▸ Goal 1
Print the excerpt on feeling at ease in front of the camera at a wedding in full, with no changes.
::: Source excerpt :::
One of the reasons why we feel awkward in front of a camera is because when it’s on us, everyone else disappears. That is, we become fixated on ourselves and our own insecurities. Feeling insecure is a universal experience, and is a part of what makes us human, so I’m not going to give you some watered-down attempt at making you love yourself more. But I want to posit this one thought about your wedding:

You are marrying the person who loves you more than anybody else on this planet.

Please please let that fact sink in. The sheer fact that you are even having your wedding photos taken in the first place is rooted in the truth that somebody thinks you are hot shit! So here’s my first tip for how to not feel awkward in front of the camera:

Number One: Let your partner feed your ego

Any experienced photographer knows how to leverage the relationship between you and your partner to build your egos and alleviate any insecurities you may be feeling. But even if your photographer doesn’t do this, practise sharing compliments with your partner while you are getting photographed. Sharing small affirmations such as “My favourite body part of yours is…” builds intimacy and yes, confidence.

The more you are able to let go of any self-consciousness, the better you will feel and the more authentic your photos will be.

Number Two: Focus on your partner

When you are having your wedding portraits taken, your attention should be entirely wrapped up in your partner. By chatting with each other, or sharing displays of affection, you are setting yourselves up for a more immersive photo experience. As a wedding photographer, my goal is to always look for the ‘gold’ in a relationship and then work to keep uncovering what is already there. Let me illustrate some different types of gold…

Some couples are very “touchy-feely”. They express their affection for each other through holding hands, stroking, small gestures etc. This type of dynamic between couples is quite easy to photograph and often requires very little guides from me.
::: Data lines :::
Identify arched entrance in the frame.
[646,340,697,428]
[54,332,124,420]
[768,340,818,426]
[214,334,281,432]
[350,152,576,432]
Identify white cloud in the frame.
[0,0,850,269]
:::
▸ Goal 2
Write out every line of the listing again, increasing each bounding-box coordinate by 65 and leaving all other lines unchanged.

▸ Task answer 1
One of the reasons why we feel awkward in front of a camera is because when it’s on us, everyone else disappears. That is, we become fixated on ourselves and our own insecurities. Feeling insecure is a universal experience, and is a part of what makes us human, so I’m not going to give you some watered-down attempt at making you love yourself more. But I want to posit this one thought about your wedding:

You are marrying the person who loves you more than anybody else on this planet.

Please please let that fact sink in. The sheer fact that you are even having your wedding photos taken in the first place is rooted in the truth that somebody thinks you are hot shit! So here’s my first tip for how to not feel awkward in front of the camera:

Number One: Let your partner feed your ego

Any experienced photographer knows how to leverage the relationship between you and your partner to build your egos and alleviate any insecurities you may be feeling. But even if your photographer doesn’t do this, practise sharing compliments with your partner while you are getting photographed. Sharing small affirmations such as “My favourite body part of yours is…” builds intimacy and yes, confidence.

The more you are able to let go of any self-consciousness, the better you will feel and the more authentic your photos will be.

Number Two: Focus on your partner

When you are having your wedding portraits taken, your attention should be entirely wrapped up in your partner. By chatting with each other, or sharing displays of affection, you are setting yourselves up for a more immersive photo experience. As a wedding photographer, my goal is to always look for the ‘gold’ in a relationship and then work to keep uncovering what is already there. Let me illustrate some different types of gold…

Some couples are very “touchy-feely”. They express their affection for each other through holding hands, stroking, small gestures etc. This type of dynamic between couples is quite easy to photograph and often requires very little guides from me.

▸ Task answer 2
Identify arched entrance in the frame.
[711,405,762,493]
[119,397,189,485]
[833,405,883,491]
[279,399,346,497]
[415,217,641,497]
Identify white cloud in the frame.
[65,65,915,334]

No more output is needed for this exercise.